To do -
Write out every line of the data below as a numbered list, skipping any blank lines and leaving out the pictures.

Items from a dataset:
__________
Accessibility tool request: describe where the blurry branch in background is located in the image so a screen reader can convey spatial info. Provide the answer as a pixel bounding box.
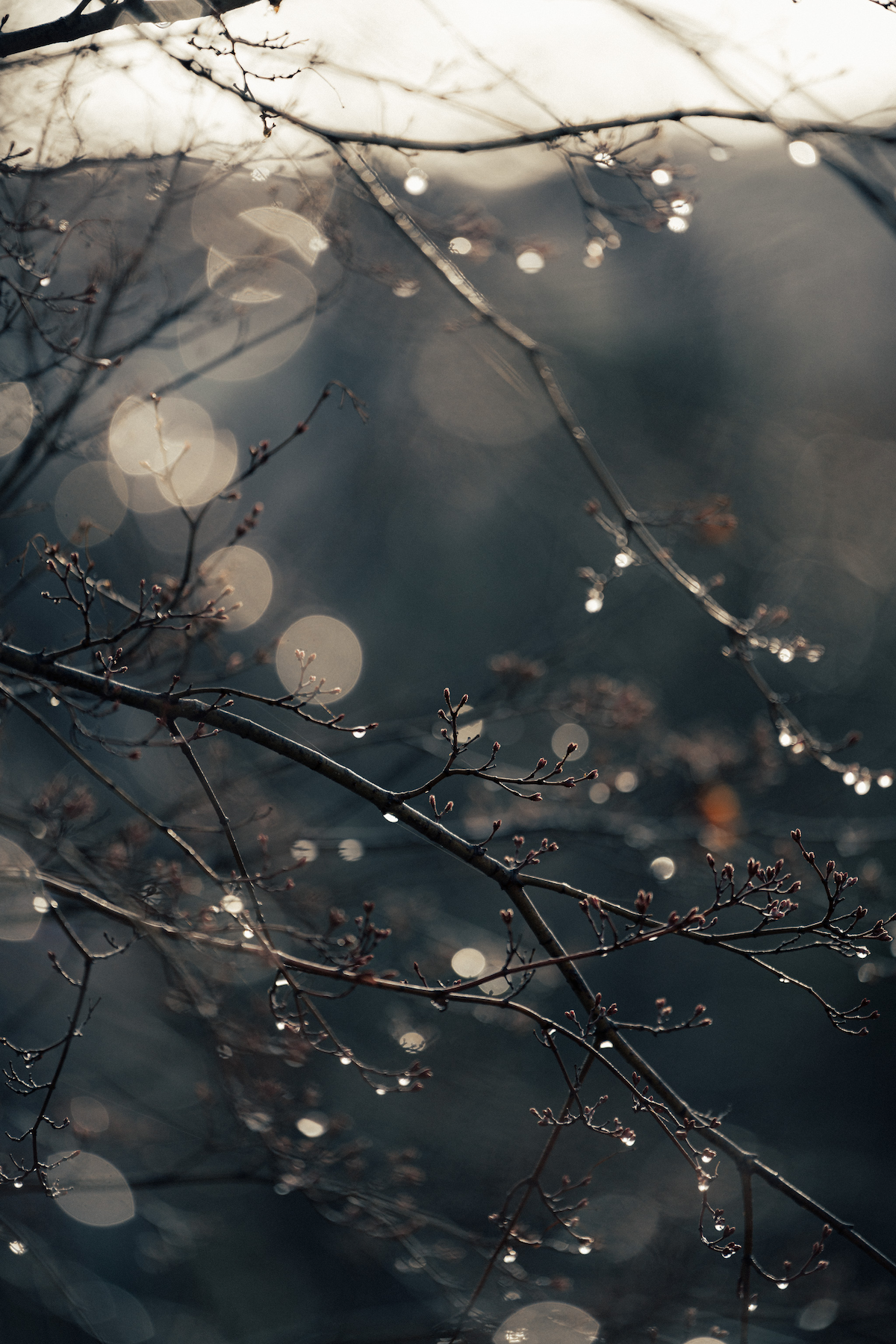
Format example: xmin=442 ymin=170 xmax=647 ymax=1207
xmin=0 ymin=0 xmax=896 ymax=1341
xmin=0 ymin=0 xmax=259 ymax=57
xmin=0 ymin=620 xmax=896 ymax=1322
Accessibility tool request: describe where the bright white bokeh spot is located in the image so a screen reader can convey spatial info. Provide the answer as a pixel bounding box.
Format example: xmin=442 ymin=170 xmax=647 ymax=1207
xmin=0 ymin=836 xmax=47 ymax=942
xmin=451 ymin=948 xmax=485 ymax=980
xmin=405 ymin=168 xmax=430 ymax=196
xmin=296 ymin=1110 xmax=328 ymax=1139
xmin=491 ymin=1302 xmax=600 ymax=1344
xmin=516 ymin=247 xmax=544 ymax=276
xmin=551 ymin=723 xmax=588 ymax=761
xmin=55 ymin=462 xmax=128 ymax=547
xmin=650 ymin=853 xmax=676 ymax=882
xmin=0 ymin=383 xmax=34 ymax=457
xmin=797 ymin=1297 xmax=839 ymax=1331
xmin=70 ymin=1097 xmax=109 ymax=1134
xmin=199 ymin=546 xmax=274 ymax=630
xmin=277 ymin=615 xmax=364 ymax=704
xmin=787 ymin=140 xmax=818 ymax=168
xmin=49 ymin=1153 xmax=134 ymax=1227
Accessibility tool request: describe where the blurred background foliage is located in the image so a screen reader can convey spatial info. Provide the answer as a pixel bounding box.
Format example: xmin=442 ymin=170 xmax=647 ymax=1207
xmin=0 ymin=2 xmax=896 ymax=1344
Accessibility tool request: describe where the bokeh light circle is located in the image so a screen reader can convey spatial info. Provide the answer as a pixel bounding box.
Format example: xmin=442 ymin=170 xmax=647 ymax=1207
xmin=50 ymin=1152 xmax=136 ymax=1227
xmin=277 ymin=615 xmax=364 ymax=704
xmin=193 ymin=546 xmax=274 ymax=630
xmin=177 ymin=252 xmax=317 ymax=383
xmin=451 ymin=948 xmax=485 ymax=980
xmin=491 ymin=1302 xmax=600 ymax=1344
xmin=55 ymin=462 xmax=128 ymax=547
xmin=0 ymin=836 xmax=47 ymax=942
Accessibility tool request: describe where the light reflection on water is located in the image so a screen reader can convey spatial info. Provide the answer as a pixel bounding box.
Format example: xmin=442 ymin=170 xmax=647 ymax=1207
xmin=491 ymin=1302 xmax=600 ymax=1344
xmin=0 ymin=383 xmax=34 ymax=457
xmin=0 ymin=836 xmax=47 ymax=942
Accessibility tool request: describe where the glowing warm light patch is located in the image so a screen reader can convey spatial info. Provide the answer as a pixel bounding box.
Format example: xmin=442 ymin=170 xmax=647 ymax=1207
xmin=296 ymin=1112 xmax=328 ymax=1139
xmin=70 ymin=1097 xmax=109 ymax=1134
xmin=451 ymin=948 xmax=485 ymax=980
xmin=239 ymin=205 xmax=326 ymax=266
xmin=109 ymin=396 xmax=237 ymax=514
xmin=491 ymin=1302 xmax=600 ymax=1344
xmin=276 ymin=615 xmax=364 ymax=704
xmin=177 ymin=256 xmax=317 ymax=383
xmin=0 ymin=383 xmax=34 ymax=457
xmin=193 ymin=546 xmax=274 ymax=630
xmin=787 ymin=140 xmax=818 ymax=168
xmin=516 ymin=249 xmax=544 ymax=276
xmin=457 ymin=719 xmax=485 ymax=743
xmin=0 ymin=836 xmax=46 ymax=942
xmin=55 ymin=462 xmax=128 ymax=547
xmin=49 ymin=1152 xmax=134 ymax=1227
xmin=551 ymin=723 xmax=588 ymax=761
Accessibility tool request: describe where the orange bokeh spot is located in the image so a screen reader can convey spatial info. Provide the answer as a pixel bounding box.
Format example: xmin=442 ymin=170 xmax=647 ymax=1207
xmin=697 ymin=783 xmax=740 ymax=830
__________
Result below -
1. Accessibility tool request: describe where the blurry branch in background is located in the image so a screen reader can convey spatial info. Provide the answer as a pixel bounding box.
2. Format example: xmin=442 ymin=170 xmax=647 ymax=1207
3. xmin=0 ymin=0 xmax=896 ymax=1341
4. xmin=0 ymin=0 xmax=259 ymax=57
5. xmin=0 ymin=620 xmax=896 ymax=1322
6. Accessibility tool request: describe where the bright white bokeh spot is located in the image so a screen reader can convey spatial info. Provide the answer as a pixel bounding box.
7. Format example: xmin=442 ymin=170 xmax=647 ymax=1207
8. xmin=0 ymin=836 xmax=47 ymax=942
9. xmin=451 ymin=948 xmax=485 ymax=980
10. xmin=405 ymin=168 xmax=430 ymax=196
11. xmin=296 ymin=1110 xmax=328 ymax=1139
12. xmin=491 ymin=1302 xmax=600 ymax=1344
13. xmin=516 ymin=247 xmax=544 ymax=276
14. xmin=551 ymin=723 xmax=588 ymax=761
15. xmin=55 ymin=462 xmax=128 ymax=547
16. xmin=650 ymin=853 xmax=676 ymax=882
17. xmin=0 ymin=383 xmax=34 ymax=457
18. xmin=797 ymin=1297 xmax=839 ymax=1331
19. xmin=70 ymin=1097 xmax=109 ymax=1134
20. xmin=199 ymin=546 xmax=274 ymax=630
21. xmin=277 ymin=615 xmax=364 ymax=704
22. xmin=787 ymin=140 xmax=818 ymax=168
23. xmin=49 ymin=1153 xmax=134 ymax=1227
24. Accessibility tool request: describe where the blurred background foliage is located in the image so a screen reader can convey spatial info. Provide the answer as a pixel bounding box.
25. Format example: xmin=442 ymin=170 xmax=647 ymax=1207
26. xmin=0 ymin=2 xmax=896 ymax=1344
27. Accessibility tool request: describe where the bokeh light circle is located in the image so a screen reader can convey spatial info. Provide the answer as a pixel bounding box.
28. Format example: xmin=442 ymin=170 xmax=647 ymax=1207
29. xmin=50 ymin=1152 xmax=136 ymax=1227
30. xmin=277 ymin=615 xmax=364 ymax=704
31. xmin=193 ymin=546 xmax=274 ymax=630
32. xmin=177 ymin=252 xmax=317 ymax=383
33. xmin=451 ymin=948 xmax=485 ymax=980
34. xmin=491 ymin=1302 xmax=600 ymax=1344
35. xmin=55 ymin=462 xmax=128 ymax=547
36. xmin=0 ymin=836 xmax=47 ymax=942
37. Accessibility tool request: describe where the light reflection on water is located in the image so a screen reader can convey spatial info. Provide the answer as a pixel bounding box.
38. Format example: xmin=442 ymin=170 xmax=647 ymax=1207
39. xmin=491 ymin=1302 xmax=600 ymax=1344
40. xmin=0 ymin=383 xmax=34 ymax=457
41. xmin=0 ymin=836 xmax=47 ymax=942
42. Accessibility tool request: describe where the glowing warm light patch is located in the image so a screen reader can convey spatial info. Provide the answer as a pixel bounding box.
43. Format example: xmin=442 ymin=170 xmax=647 ymax=1207
44. xmin=296 ymin=1112 xmax=328 ymax=1139
45. xmin=70 ymin=1097 xmax=109 ymax=1134
46. xmin=451 ymin=948 xmax=485 ymax=980
47. xmin=239 ymin=205 xmax=326 ymax=266
48. xmin=109 ymin=396 xmax=237 ymax=514
49. xmin=491 ymin=1302 xmax=600 ymax=1344
50. xmin=276 ymin=615 xmax=364 ymax=704
51. xmin=177 ymin=256 xmax=317 ymax=383
52. xmin=0 ymin=383 xmax=34 ymax=457
53. xmin=193 ymin=546 xmax=274 ymax=630
54. xmin=787 ymin=140 xmax=818 ymax=168
55. xmin=516 ymin=249 xmax=544 ymax=276
56. xmin=457 ymin=719 xmax=485 ymax=743
57. xmin=0 ymin=836 xmax=46 ymax=942
58. xmin=55 ymin=462 xmax=128 ymax=547
59. xmin=49 ymin=1152 xmax=134 ymax=1227
60. xmin=551 ymin=723 xmax=588 ymax=761
61. Accessibility tool request: describe where the orange bokeh spot is located in the image so a screen reader can convey spatial info. Provide the answer as a pixel bounding box.
62. Format example: xmin=442 ymin=170 xmax=647 ymax=1207
63. xmin=697 ymin=783 xmax=740 ymax=830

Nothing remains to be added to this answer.